Entries shown:
★ ★ ★ ★

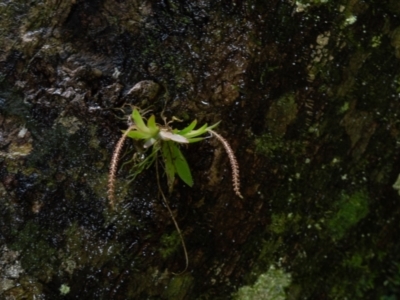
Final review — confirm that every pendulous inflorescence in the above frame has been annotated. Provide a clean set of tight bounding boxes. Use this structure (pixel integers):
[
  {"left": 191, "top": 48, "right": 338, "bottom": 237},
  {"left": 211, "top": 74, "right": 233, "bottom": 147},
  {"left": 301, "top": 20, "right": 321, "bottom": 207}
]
[
  {"left": 208, "top": 129, "right": 243, "bottom": 199},
  {"left": 108, "top": 126, "right": 135, "bottom": 209}
]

★ ★ ★ ★

Task prompt: Every entry must be retyped exactly, with the pictures removed.

Answer for the task:
Final review — confirm that every pendulous inflorescence in the above frame has been annotated. Provide a clean set of tight bounding boxes. Use this structure (pixel integers):
[
  {"left": 191, "top": 48, "right": 338, "bottom": 237},
  {"left": 211, "top": 74, "right": 233, "bottom": 147},
  {"left": 301, "top": 20, "right": 321, "bottom": 207}
]
[
  {"left": 208, "top": 129, "right": 243, "bottom": 199},
  {"left": 108, "top": 126, "right": 135, "bottom": 209}
]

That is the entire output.